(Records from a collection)

◆ ◆ ◆

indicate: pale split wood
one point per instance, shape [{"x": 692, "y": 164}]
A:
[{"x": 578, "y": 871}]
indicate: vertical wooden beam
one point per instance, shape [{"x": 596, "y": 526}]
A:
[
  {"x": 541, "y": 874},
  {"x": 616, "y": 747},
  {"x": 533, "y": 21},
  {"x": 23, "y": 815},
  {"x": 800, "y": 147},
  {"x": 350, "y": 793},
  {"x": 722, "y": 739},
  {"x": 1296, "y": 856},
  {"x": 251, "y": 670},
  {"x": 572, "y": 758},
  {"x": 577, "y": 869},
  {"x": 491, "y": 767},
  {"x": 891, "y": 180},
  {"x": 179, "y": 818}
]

◆ ◆ ◆

Stated goal: Write out each line of the material above as a numbered list, skipping any blank lines.

Finished task:
1. indicate: pale split wood
2. one point per instance, shape [{"x": 692, "y": 164}]
3. A:
4. [{"x": 578, "y": 871}]
5. indicate: vertical wooden beam
6. one point per instance, shape [{"x": 596, "y": 526}]
7. A:
8. [
9.   {"x": 541, "y": 874},
10.   {"x": 616, "y": 747},
11.   {"x": 533, "y": 21},
12.   {"x": 23, "y": 815},
13.   {"x": 800, "y": 147},
14.   {"x": 350, "y": 793},
15.   {"x": 722, "y": 739},
16.   {"x": 1296, "y": 856},
17.   {"x": 251, "y": 670},
18.   {"x": 572, "y": 758},
19.   {"x": 577, "y": 869},
20.   {"x": 491, "y": 767},
21.   {"x": 891, "y": 180},
22.   {"x": 179, "y": 818}
23. ]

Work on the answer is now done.